Work order
Find each line below containing the word "flower" and copy it.

Records from a data source
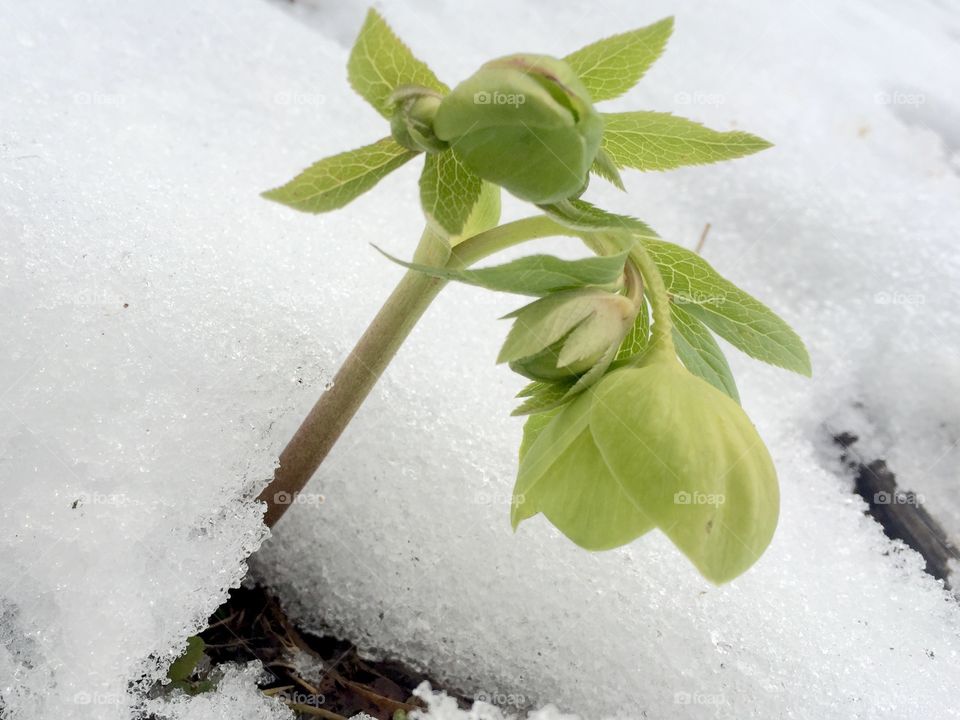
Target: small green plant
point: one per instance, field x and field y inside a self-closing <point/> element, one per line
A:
<point x="634" y="418"/>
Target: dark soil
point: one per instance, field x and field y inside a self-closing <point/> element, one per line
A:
<point x="252" y="626"/>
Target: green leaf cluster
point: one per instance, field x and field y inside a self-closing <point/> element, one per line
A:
<point x="633" y="403"/>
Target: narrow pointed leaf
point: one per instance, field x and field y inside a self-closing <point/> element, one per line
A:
<point x="485" y="214"/>
<point x="610" y="67"/>
<point x="333" y="182"/>
<point x="535" y="275"/>
<point x="661" y="141"/>
<point x="449" y="192"/>
<point x="581" y="215"/>
<point x="700" y="353"/>
<point x="380" y="63"/>
<point x="542" y="397"/>
<point x="638" y="338"/>
<point x="604" y="166"/>
<point x="731" y="313"/>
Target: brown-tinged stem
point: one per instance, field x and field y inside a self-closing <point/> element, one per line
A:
<point x="332" y="413"/>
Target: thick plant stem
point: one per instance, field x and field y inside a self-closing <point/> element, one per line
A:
<point x="377" y="346"/>
<point x="332" y="413"/>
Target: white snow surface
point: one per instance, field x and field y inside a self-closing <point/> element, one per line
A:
<point x="165" y="330"/>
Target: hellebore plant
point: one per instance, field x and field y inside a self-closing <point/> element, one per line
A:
<point x="634" y="418"/>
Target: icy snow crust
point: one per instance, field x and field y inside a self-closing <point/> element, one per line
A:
<point x="165" y="331"/>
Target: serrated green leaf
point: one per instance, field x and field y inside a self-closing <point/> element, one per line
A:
<point x="535" y="275"/>
<point x="333" y="182"/>
<point x="610" y="67"/>
<point x="638" y="338"/>
<point x="604" y="166"/>
<point x="661" y="141"/>
<point x="700" y="353"/>
<point x="541" y="398"/>
<point x="380" y="63"/>
<point x="581" y="215"/>
<point x="448" y="192"/>
<point x="731" y="313"/>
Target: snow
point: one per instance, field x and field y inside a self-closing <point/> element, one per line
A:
<point x="165" y="330"/>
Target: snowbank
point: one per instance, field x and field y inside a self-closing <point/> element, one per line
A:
<point x="165" y="330"/>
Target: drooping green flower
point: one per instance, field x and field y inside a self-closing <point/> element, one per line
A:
<point x="654" y="446"/>
<point x="566" y="334"/>
<point x="526" y="123"/>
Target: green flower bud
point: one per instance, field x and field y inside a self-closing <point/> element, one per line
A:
<point x="567" y="333"/>
<point x="526" y="123"/>
<point x="412" y="121"/>
<point x="655" y="446"/>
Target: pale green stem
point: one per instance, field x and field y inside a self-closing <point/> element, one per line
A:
<point x="377" y="346"/>
<point x="661" y="334"/>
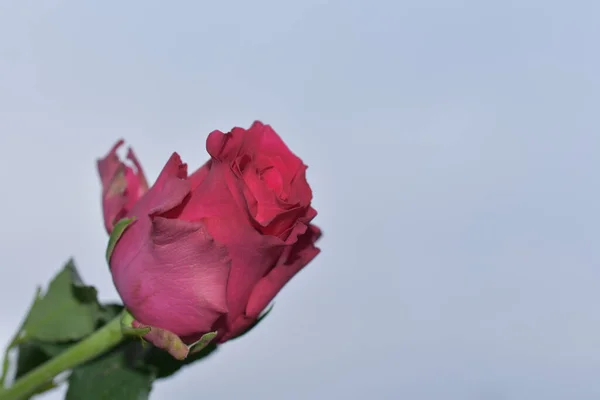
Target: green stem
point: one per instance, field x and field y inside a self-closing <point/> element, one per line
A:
<point x="97" y="343"/>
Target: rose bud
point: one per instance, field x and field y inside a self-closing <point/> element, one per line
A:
<point x="208" y="251"/>
<point x="122" y="185"/>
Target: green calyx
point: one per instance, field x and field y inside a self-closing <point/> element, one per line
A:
<point x="116" y="234"/>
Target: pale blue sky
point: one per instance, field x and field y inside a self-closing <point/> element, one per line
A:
<point x="452" y="148"/>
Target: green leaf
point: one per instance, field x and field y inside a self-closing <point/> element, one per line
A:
<point x="15" y="340"/>
<point x="110" y="377"/>
<point x="127" y="328"/>
<point x="258" y="320"/>
<point x="109" y="311"/>
<point x="68" y="311"/>
<point x="116" y="234"/>
<point x="202" y="342"/>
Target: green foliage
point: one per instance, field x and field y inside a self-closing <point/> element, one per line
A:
<point x="69" y="310"/>
<point x="116" y="234"/>
<point x="111" y="376"/>
<point x="67" y="313"/>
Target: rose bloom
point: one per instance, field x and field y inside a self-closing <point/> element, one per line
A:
<point x="208" y="251"/>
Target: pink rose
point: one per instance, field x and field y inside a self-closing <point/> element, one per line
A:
<point x="122" y="185"/>
<point x="209" y="251"/>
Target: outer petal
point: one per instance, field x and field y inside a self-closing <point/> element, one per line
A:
<point x="122" y="185"/>
<point x="177" y="281"/>
<point x="218" y="203"/>
<point x="170" y="274"/>
<point x="293" y="260"/>
<point x="300" y="255"/>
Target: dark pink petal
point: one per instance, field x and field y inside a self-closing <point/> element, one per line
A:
<point x="176" y="280"/>
<point x="302" y="253"/>
<point x="199" y="175"/>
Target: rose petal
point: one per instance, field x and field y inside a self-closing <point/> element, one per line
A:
<point x="177" y="279"/>
<point x="122" y="185"/>
<point x="266" y="289"/>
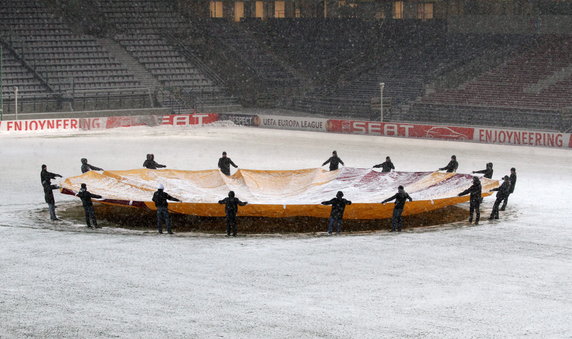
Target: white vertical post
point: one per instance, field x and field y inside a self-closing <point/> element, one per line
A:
<point x="16" y="101"/>
<point x="381" y="86"/>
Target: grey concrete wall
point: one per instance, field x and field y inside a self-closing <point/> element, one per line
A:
<point x="511" y="24"/>
<point x="89" y="114"/>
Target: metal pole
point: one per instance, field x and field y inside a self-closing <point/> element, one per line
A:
<point x="16" y="101"/>
<point x="1" y="84"/>
<point x="381" y="86"/>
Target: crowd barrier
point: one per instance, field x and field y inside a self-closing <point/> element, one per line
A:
<point x="407" y="130"/>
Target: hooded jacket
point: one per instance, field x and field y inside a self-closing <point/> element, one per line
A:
<point x="150" y="163"/>
<point x="334" y="162"/>
<point x="86" y="196"/>
<point x="160" y="198"/>
<point x="400" y="198"/>
<point x="338" y="207"/>
<point x="475" y="190"/>
<point x="224" y="165"/>
<point x="231" y="205"/>
<point x="386" y="166"/>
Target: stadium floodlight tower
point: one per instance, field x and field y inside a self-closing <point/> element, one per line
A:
<point x="381" y="86"/>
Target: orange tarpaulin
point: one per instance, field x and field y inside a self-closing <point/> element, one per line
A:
<point x="279" y="193"/>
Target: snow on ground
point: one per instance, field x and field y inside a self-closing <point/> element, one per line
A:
<point x="510" y="278"/>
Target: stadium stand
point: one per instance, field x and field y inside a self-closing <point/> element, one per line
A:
<point x="69" y="64"/>
<point x="152" y="52"/>
<point x="144" y="29"/>
<point x="530" y="89"/>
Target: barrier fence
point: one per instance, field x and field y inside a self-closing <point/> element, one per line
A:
<point x="407" y="130"/>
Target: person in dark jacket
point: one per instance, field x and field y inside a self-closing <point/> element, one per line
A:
<point x="476" y="197"/>
<point x="46" y="177"/>
<point x="150" y="163"/>
<point x="400" y="197"/>
<point x="87" y="167"/>
<point x="511" y="187"/>
<point x="451" y="166"/>
<point x="386" y="166"/>
<point x="49" y="197"/>
<point x="334" y="161"/>
<point x="85" y="197"/>
<point x="488" y="172"/>
<point x="337" y="214"/>
<point x="502" y="193"/>
<point x="231" y="208"/>
<point x="224" y="164"/>
<point x="160" y="199"/>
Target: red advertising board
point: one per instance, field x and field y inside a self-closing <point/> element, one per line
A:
<point x="189" y="119"/>
<point x="521" y="137"/>
<point x="400" y="129"/>
<point x="72" y="124"/>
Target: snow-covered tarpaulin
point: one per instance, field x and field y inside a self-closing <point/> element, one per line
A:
<point x="286" y="193"/>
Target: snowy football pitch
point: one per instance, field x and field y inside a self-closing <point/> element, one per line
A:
<point x="509" y="278"/>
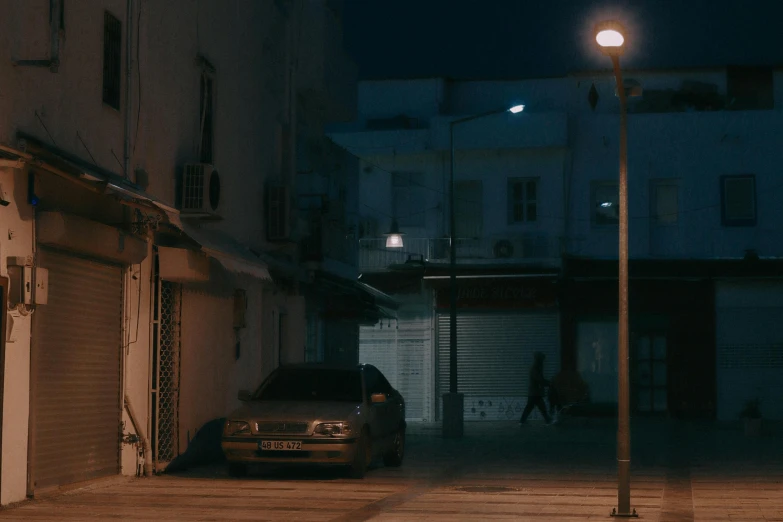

Your response
Target: drooping green flower
Target: green flower bud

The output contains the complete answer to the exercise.